===== Text under study

1. Train Hard
Train hard and more than 3 times a week if you can. Train until your extremities shake like spaghetti. Then take the necessary rest to recover from muscle soreness and let your body rejuvenate. It’s well known between athletes who aim to increase their muscle size that time under tension “TUT” is a required part of building muscle. This stressful time ensures that the muscles are obtaining enough of the stimulant needed to spur changes in size. In fact, putting your muscles under longer bouts of strain can cause extensive muscle breakdown which consequently leads to larger bulk. This unusual mechanism of building muscle has a strong biological basis. As noted in multiple studies, the total free intracellular amino acid concentration is elevated immediately after exercise., This breakdown is balanced by a subsequent stimulation of muscle protein synthesis in recovery where amino acid uptake by the muscle is increased (1). This fact brings me to our second important tip for lean muscle building:
2. Protein Timing
“Protein is one of the preferred nutrients of athletes because of its ability to stimulate muscle protein synthesis”, Dr. Christine Rosenbloom declared, professor of nutrition at Georgia State University. She has over 20 years of experience as a sports dietitian and has answered an important question about protein timing, which appears to be the most critical factor in achieving positive training goals for athletes. Dr. Rosenbloom emphasized the importance of the period immediately after exercise for consuming protein and how this is related to building muscle and muscle recovery.
This advice makes sense as protein ingestion is vital to replenishing broken protein from muscle break down (2).
One of the multiple studies that confirms this line of thinking was conducted at The Institute of Sports Medicine in Copenhagen. Researchers there designed a study to investigate the rates of protein synthesis in the human patella tendon and quadricep muscles after exercise when infusion of amino acids takes place. The results showed that the fractional synthetic rates of all proteins were elevated post-exercise while collagen synthesis in muscle increased by ~ 3.5 folds. This is one of the major proteins synthesized biologically in tendons and muscles post-workout.

==========
===== Data extract

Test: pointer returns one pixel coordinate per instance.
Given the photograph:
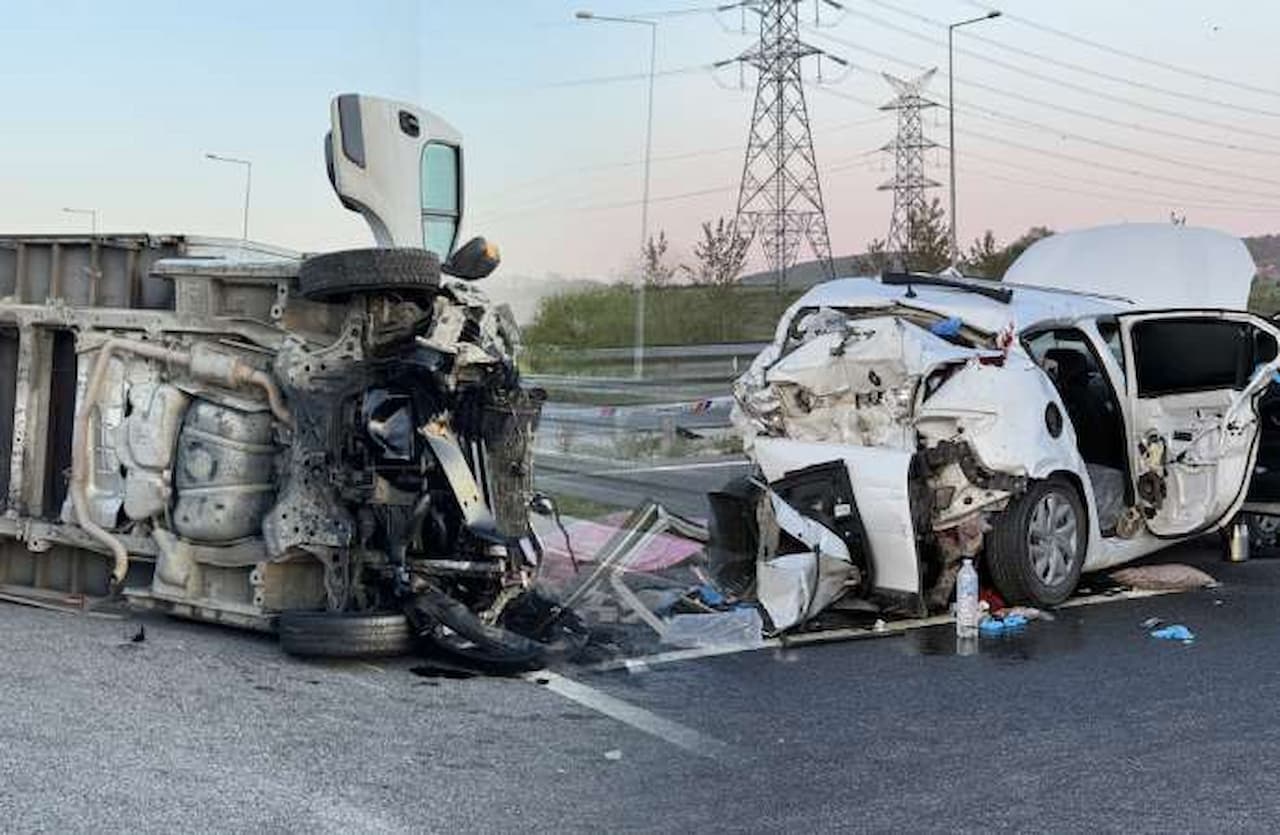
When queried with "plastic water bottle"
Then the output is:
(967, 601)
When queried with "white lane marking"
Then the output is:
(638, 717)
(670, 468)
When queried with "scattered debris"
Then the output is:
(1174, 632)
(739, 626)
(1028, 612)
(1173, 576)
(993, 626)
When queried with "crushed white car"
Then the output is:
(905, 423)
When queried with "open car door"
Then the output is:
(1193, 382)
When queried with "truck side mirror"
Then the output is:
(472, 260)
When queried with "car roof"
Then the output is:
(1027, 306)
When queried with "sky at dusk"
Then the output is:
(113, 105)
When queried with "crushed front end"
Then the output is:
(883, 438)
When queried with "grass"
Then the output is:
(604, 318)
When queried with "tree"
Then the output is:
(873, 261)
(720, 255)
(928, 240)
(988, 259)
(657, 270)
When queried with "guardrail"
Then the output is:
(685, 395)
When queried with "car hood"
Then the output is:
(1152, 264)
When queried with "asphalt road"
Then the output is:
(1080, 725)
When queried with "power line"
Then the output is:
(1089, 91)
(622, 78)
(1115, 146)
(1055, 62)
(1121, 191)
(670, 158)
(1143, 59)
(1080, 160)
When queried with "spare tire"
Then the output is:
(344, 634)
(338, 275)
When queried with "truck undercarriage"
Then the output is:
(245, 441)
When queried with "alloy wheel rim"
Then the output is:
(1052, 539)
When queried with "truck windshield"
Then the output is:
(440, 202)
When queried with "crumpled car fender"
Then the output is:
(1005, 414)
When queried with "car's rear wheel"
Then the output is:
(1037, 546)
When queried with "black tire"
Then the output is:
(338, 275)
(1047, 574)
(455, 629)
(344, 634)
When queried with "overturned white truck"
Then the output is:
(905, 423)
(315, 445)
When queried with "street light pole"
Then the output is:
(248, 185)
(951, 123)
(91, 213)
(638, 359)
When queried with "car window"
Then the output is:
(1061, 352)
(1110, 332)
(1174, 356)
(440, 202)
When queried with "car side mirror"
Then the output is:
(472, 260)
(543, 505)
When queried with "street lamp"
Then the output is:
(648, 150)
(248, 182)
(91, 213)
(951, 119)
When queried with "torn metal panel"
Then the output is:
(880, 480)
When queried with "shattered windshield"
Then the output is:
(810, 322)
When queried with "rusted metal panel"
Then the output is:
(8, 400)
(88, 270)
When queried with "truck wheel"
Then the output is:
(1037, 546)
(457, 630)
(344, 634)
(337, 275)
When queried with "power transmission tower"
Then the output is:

==========
===== Data extract

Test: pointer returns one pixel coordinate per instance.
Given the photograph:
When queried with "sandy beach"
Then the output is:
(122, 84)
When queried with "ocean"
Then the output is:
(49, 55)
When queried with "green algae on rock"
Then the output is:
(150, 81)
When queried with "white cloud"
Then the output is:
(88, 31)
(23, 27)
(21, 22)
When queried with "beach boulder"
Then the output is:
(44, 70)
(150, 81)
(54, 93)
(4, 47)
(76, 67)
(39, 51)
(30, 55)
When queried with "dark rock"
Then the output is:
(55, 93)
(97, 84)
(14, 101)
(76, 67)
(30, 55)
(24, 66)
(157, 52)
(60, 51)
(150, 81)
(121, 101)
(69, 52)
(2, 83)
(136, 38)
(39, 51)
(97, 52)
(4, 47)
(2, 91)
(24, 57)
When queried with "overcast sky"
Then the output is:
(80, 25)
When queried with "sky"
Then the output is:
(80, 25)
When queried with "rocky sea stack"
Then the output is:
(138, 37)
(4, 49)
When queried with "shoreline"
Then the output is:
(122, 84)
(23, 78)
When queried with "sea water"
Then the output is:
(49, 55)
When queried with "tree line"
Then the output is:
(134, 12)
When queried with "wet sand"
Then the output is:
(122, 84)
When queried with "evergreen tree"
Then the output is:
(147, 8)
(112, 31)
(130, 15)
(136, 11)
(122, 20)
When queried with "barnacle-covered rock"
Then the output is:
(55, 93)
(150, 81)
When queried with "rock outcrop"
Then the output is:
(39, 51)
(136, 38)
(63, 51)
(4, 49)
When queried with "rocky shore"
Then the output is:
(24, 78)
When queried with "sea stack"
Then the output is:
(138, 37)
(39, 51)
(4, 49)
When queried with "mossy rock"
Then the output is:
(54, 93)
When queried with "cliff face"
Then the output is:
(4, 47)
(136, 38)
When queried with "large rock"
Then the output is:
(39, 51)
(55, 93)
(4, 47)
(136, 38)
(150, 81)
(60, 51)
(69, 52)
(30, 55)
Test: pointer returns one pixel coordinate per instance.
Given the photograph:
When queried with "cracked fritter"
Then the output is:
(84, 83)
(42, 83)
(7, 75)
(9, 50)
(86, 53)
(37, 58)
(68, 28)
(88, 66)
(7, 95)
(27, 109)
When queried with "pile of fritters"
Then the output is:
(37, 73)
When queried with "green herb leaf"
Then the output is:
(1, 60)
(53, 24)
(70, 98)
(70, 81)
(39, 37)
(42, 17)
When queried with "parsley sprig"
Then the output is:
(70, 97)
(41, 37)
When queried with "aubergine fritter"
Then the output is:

==========
===== Data extract

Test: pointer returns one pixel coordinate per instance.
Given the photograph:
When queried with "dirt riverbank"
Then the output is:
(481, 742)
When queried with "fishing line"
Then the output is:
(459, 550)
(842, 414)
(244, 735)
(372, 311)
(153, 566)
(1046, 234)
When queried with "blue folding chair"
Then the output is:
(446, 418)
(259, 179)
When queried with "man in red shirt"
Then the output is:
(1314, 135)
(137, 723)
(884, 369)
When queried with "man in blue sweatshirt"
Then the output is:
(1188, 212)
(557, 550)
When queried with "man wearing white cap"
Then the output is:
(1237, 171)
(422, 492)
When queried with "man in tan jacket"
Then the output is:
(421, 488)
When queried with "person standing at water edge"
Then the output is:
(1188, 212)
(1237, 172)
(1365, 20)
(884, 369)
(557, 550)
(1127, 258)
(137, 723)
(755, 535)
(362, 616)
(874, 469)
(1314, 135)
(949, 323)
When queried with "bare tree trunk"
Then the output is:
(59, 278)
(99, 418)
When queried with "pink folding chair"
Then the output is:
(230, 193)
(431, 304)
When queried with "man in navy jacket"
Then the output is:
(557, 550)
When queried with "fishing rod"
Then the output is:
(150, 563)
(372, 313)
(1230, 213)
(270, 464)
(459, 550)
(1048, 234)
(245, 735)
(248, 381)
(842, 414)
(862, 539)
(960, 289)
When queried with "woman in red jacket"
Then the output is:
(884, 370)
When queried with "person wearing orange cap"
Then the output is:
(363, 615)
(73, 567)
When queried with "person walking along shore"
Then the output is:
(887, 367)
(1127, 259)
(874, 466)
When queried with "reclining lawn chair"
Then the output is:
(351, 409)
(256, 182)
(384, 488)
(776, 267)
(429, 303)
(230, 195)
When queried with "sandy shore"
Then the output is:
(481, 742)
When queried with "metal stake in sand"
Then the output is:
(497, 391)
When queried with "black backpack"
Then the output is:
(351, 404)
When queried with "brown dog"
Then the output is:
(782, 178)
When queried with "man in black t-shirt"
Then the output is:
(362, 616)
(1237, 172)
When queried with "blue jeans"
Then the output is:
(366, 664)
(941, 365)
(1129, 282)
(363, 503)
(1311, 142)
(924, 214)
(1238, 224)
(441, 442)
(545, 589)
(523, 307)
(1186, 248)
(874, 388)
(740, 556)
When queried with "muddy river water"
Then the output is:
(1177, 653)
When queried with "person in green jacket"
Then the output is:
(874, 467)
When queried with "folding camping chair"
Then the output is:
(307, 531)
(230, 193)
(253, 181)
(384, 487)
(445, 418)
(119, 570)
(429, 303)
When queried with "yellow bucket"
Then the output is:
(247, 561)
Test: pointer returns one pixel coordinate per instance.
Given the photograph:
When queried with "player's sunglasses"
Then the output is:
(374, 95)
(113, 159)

==========

> [Directions]:
[1] Duplicate the passage of the muscle-building article starting at "One of the multiple" and ending at "and muscles post-workout.".
[2] Based on the muscle-building article, is each statement true? Answer yes or no for each, and quote the words that decide it. (a) Dr. Rosenbloom has more than 20 years of experience as a sports dietitian. (b) The Copenhagen study measured protein synthesis in the Achilles tendon. (c) The article advises training fewer than 3 times a week.
[3] Write the next part of the muscle-building article, picking up after its final sentence.

> [Answers to the tasks]:
[1]
One of the multiple studies that confirms this line of thinking was conducted at The Institute of Sports Medicine in Copenhagen. Researchers there designed a study to investigate the rates of protein synthesis in the human patella tendon and quadricep muscles after exercise when infusion of amino acids takes place. The results showed that the fractional synthetic rates of all proteins were elevated post-exercise while collagen synthesis in muscle increased by ~ 3.5 folds. This is one of the major proteins synthesized biologically in tendons and muscles post-workout.

[2]
(a) Yes: "She has over 20 years of experience as a sports dietitian"
(b) No: "the human patella tendon and quadricep muscles"
(c) No: "Train hard and more than 3 times a week if you can."

[3]
Skeletal muscle protein is made from myofibrillar and sarcoplasmic proteins (the bulk/mass of a muscle) and collagen protein that constitute the connective tissue (the skeleton of a muscle) which is considered to be “the most abundant protein in mammals.”
Critics afirmed the results commenting that any increases in the mass of muscle fibers can only be fully functional if there were remodeling of the connective tissue surrounding them, as well as of the tendon connecting the muscle to bone (3).
Too much can be as bad as too little when it comes to any exercise. The recovery process is a very serious part of any fitness program and in particular when it comes to bodybuilding.
"There will be times when a body part lags behind because you are overtraining it, hitting it so hard, so often, and so intensely that it never has a chance to rest, recuperate, and grow." Arnolds Schwarzenegger states, one of the greatest bodybuilders of all time. A crucial rest period involves a decline in strength and muscle mass. One of the best-recommended strategies to minimize this loss is to have a well-balanced diet rich in protein.
Inadequate protein ingestion will hinder wound-healing and increase inflammation to potentially harmful levels. In fact, the healing process is heavily reliant on collagen synthesis and other proteins so getting enough protein is a must (4).